TEXT:
BEGIN

I'm wondering what pan size you used? I used my 5" springform. I wouldn't say the cake is very tall (it's a small cake), though I'm not sure how "short" yours ended up being for comparison. I double checked the recipe and it seems correct. I wonder if one of the following may have occurred:
-- bigger pan size was used
-- some of the liquid in the recipe got left out or mis-measured (I know it sounds weird, but it happens! :S)
-- differing cup size
-- something else??
The above are total guesses as I don't have any context.
A 5" pan doesn't hold more than about 1 1/2-2 cups contents (depending on how tall your rim is), so if you think about the crust taking up some of the space, the macadamia expanding to about 3/4 cup once soaked + 13 tbsp of extra contents, one blended down should come up to about the right amount.
Of course if you have room and wanted to make it super tall you could add more contents, though as you experienced adding in unsoaked nuts would spoil the texture. Sweetness can always be adjusted to taste as well. The best thing about raw cakes is that you can taste the batter as you go along and judge the flavors and make adjustments as needed. P.S. What size are your measuring spoons? In some countries (like Australia, 1 tbsp = 2 tbsp -- I wonder if something like that could have made the cake too sweet?).
Either way, I'm sorry it didn't work out this time around. It's hard to judge from not being there and offer advice without knowing more. I'd love to figure it out though -- so if you get a chance, let me know your thoughts about any of the above possibilities.

END

DATASET:
BEGIN

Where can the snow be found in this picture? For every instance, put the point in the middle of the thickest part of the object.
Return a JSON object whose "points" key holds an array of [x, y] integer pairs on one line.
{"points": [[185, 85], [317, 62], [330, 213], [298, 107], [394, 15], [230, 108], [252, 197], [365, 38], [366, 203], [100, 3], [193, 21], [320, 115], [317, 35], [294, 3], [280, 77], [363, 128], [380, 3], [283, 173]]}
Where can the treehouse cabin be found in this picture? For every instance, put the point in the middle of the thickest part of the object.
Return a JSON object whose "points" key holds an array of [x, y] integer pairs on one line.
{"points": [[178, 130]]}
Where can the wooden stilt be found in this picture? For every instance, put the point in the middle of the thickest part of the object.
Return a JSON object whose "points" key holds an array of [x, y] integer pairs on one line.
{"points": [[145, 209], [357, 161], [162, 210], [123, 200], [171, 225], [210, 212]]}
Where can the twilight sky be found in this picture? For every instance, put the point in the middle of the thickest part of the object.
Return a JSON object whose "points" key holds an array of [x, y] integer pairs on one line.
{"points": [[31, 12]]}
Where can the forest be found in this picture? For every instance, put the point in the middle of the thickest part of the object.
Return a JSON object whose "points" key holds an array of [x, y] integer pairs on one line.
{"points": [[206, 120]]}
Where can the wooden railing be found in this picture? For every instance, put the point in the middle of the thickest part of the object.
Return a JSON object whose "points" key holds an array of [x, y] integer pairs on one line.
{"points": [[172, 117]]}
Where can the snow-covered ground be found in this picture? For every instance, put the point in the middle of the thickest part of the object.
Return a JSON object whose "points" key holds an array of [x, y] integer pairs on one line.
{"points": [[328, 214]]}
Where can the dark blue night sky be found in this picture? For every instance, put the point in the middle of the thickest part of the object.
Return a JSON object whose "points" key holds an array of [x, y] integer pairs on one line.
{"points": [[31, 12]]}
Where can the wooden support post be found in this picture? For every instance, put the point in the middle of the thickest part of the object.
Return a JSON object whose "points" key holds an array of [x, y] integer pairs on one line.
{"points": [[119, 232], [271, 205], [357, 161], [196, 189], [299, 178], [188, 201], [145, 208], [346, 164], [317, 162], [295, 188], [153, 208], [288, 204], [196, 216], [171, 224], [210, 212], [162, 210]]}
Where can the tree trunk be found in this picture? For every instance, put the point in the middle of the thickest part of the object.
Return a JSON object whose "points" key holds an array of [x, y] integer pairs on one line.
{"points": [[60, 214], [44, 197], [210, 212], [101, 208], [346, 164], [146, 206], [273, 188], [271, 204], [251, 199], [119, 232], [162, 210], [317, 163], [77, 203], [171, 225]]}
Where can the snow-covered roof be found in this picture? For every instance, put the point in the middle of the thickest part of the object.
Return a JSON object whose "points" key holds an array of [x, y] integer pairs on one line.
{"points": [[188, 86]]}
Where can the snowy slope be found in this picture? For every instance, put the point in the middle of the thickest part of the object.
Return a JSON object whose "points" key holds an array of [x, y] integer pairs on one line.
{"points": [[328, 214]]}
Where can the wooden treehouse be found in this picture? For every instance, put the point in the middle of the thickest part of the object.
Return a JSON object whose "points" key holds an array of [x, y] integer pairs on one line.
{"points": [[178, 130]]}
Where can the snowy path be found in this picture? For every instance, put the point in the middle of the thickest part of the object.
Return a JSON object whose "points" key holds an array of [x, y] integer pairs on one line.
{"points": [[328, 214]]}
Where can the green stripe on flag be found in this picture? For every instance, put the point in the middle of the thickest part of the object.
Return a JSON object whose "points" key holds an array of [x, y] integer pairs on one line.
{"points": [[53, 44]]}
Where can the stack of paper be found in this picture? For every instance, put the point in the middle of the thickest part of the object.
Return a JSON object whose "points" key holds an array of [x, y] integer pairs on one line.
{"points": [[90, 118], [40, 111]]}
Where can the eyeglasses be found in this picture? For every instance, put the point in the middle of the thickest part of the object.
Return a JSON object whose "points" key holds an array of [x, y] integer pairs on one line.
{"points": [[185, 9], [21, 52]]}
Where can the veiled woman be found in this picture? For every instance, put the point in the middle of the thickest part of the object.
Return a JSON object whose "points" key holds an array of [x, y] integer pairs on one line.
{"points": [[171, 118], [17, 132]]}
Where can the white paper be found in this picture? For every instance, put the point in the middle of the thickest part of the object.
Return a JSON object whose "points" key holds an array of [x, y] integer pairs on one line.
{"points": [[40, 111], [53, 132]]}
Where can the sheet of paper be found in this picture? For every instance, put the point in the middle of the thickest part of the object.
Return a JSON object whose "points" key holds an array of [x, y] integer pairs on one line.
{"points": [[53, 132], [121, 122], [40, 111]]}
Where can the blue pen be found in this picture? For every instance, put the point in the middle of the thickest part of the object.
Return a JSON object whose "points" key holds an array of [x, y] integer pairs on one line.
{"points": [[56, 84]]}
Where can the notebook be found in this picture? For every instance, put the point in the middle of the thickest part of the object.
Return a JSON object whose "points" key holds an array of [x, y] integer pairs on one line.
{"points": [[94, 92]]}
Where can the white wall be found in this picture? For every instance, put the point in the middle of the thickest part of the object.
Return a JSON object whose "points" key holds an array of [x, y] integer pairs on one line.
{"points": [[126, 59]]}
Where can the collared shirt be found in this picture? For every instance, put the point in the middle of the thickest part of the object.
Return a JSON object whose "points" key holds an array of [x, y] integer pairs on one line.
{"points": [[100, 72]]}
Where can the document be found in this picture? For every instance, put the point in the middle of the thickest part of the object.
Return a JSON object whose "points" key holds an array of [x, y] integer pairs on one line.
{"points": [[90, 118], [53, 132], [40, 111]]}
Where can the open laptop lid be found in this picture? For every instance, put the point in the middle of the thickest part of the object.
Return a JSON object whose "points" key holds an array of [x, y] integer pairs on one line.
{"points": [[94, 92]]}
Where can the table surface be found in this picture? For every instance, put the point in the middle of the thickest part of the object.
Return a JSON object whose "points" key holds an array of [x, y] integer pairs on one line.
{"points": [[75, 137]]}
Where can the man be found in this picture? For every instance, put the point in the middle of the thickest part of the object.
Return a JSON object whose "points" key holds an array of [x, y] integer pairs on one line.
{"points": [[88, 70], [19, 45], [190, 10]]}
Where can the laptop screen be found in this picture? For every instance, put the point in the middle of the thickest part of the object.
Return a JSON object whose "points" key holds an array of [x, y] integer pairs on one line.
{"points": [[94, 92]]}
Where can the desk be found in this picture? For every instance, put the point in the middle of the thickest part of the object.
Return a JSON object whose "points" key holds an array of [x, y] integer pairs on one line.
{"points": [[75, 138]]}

END

WHAT THIS EXERCISE ASKS:
• A. Write out the raw cake reply word for word, starting at "I'm wondering what" and ending at "have any context.".
• B. Pick up the raw cake reply after its last sentence and keep it going.

ANSWERS TO THE TASKS:
• A.
I'm wondering what pan size you used? I used my 5" springform. I wouldn't say the cake is very tall (it's a small cake), though I'm not sure how "short" yours ended up being for comparison. I double checked the recipe and it seems correct. I wonder if one of the following may have occurred:
-- bigger pan size was used
-- some of the liquid in the recipe got left out or mis-measured (I know it sounds weird, but it happens! :S)
-- differing cup size
-- something else??
The above are total guesses as I don't have any context.

• B.
Is there cream cheese in this recipe? I don't see it listed in the filling ingredients. this looks so delicious!
No, no cream cheese -- it's a raw cheesecake, which is a type of dessert made from nuts instead of dairy (I don't use dairy in any of my recipes).
I'm so happy I found your site thank you! MD thinks I may have an allergy to dairy and gluten, so she wants me to do an elimination diet. Looking forward to your recipes ?
Natalie | Feasting on Fruit says
At first I was a little thrown off by "...sometimes you’re just not in the mood for fruity" part (really!?!? lol) But even I sometimes just want something deep and decadent and caramel rich like this! I've never had mesquite, but the flavor profile of this cake is very much intriguing me. The spice, the tang, the smokey-ness, the nuttiness--so much going on. And I love the decor, one day I will find those little choco-covered quinoa puffs that look so cute and good :) After hanging around you long enough I really do think there are infinite cake possibilities out there!
Ok, I think I just have to ship some to you already! I feel like we've been talking about them for years ?. I just looked them up and they are currently sold out (of course...! I think often chocolate products don't ship until the weather cools off... ). When I spot them again, expect a shipment :D Email me your address when you get a chance.
Kari @ bite-sized thoughts says
I've never made raw cheesecake with macadamias! Thanks for the inspiration, especially as this features carob, which I adore.
You're welcome, Kari :) It's a nice change up from the typical cashew.